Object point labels
■ ■ ■

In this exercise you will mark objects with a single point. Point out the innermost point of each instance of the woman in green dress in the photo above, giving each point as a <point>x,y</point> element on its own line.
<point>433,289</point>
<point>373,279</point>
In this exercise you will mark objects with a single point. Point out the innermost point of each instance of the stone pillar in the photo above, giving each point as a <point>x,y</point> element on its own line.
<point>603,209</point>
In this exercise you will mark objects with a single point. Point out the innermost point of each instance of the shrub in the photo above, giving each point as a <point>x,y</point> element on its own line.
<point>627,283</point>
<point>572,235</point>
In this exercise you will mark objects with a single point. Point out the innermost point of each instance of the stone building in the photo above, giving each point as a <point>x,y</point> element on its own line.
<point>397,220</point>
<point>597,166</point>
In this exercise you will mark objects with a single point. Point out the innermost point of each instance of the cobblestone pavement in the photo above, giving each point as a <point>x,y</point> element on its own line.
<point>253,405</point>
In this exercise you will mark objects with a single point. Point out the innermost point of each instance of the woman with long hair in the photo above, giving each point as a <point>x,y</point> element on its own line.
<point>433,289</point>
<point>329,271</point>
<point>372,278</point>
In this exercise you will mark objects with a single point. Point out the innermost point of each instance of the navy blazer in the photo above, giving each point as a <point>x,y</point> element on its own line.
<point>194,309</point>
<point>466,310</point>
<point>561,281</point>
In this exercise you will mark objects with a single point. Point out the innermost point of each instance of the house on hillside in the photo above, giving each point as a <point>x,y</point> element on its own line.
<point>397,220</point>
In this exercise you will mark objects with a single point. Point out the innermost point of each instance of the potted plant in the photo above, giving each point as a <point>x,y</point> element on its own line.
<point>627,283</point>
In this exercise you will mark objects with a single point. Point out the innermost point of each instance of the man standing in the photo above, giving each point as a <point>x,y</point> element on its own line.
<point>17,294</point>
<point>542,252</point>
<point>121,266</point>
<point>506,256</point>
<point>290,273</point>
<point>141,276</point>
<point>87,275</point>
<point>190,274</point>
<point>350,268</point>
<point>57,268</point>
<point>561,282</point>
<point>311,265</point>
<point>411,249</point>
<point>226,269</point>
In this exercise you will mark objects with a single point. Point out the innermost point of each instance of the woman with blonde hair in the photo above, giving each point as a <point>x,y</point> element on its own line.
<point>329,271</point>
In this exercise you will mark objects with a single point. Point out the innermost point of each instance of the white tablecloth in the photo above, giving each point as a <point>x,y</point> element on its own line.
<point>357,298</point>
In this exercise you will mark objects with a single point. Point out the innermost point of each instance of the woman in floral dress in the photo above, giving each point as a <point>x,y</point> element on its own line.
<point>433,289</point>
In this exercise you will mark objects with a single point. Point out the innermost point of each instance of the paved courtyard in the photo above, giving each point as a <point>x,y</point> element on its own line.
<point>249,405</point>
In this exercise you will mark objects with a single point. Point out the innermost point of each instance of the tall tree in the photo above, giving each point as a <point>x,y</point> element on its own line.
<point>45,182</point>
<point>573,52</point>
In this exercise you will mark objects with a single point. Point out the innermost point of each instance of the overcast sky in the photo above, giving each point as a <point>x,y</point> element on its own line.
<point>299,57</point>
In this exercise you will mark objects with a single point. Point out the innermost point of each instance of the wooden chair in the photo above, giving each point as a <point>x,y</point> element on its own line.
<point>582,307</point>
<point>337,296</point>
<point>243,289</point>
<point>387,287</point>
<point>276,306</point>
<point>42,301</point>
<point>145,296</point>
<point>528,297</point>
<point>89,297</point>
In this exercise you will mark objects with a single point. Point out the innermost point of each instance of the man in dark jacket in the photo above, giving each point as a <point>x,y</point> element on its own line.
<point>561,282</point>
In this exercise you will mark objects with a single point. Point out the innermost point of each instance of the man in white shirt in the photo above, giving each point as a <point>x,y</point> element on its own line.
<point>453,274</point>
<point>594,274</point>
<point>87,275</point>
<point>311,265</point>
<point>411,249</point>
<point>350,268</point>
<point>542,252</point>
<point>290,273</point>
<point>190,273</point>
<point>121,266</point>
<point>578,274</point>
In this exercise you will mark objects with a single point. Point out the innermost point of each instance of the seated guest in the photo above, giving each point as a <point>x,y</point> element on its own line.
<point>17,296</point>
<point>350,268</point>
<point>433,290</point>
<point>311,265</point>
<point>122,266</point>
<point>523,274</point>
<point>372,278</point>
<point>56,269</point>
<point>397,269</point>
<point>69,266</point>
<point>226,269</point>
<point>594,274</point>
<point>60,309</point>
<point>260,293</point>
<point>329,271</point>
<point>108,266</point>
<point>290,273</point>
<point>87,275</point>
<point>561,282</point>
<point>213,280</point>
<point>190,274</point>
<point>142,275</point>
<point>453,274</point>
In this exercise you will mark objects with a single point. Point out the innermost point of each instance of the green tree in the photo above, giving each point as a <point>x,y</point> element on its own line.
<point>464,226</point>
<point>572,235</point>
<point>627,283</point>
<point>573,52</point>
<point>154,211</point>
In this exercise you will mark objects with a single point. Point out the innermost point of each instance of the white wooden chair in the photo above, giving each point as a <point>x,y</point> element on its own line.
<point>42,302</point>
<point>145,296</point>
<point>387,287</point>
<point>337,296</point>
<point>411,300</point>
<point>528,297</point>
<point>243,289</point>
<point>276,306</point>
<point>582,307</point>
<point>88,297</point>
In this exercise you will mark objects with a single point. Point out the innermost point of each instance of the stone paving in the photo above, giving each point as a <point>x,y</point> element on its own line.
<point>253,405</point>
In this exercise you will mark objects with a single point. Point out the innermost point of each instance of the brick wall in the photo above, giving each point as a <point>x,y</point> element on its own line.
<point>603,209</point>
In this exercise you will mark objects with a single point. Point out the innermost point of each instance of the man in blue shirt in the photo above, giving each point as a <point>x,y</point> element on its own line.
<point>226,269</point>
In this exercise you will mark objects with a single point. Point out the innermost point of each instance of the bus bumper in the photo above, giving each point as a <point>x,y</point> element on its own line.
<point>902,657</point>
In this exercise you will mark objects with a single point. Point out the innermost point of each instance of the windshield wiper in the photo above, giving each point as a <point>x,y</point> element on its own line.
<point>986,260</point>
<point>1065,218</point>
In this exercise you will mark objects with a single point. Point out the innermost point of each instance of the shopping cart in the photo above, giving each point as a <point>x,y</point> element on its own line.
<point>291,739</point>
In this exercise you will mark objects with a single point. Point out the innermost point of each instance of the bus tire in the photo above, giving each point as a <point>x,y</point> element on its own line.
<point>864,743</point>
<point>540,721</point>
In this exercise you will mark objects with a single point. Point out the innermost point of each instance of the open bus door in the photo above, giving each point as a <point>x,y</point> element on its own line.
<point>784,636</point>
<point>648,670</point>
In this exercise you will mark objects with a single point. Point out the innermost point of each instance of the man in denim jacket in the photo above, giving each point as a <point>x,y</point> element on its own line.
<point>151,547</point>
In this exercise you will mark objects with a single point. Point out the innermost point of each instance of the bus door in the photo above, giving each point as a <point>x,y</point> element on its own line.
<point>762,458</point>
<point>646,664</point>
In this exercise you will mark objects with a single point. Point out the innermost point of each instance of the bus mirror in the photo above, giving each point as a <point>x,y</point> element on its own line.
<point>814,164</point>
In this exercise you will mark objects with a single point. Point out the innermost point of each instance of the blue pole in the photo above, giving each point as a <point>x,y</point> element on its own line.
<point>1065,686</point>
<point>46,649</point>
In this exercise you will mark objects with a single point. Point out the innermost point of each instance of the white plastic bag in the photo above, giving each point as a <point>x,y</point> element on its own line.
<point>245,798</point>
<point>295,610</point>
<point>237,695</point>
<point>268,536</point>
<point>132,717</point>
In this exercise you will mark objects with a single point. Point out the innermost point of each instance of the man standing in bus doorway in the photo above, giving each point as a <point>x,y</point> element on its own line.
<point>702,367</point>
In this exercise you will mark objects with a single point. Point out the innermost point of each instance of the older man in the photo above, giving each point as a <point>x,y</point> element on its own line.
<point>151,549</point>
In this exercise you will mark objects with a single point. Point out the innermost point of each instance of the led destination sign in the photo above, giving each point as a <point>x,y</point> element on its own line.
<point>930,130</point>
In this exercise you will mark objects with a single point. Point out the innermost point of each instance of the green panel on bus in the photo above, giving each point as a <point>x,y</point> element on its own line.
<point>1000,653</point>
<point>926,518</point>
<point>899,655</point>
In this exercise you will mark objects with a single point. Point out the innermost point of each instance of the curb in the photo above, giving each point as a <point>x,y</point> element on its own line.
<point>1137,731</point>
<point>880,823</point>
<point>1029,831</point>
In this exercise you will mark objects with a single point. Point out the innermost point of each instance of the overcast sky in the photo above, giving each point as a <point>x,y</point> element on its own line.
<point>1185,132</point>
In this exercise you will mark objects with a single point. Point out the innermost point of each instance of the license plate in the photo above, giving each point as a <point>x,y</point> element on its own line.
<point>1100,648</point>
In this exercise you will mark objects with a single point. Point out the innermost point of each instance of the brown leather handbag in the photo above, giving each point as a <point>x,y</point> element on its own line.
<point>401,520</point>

■ ■ ■

§ WRITTEN REQUEST
Copy out verbatim every line from the one containing "of the license" through the final line of the items above, including both of those lines.

§ FINAL ANSWER
In this exercise you will mark objects with a single point. Point out the innermost point of each instance of the license plate in the photo above, giving each point as a <point>x,y</point> element on its own line.
<point>1100,648</point>
In this exercise you will mark objects with a single point. Point out the innermost point of each instance of the brown leather handbag in the photo above, giving each point as a <point>x,y</point> element on its own line.
<point>401,520</point>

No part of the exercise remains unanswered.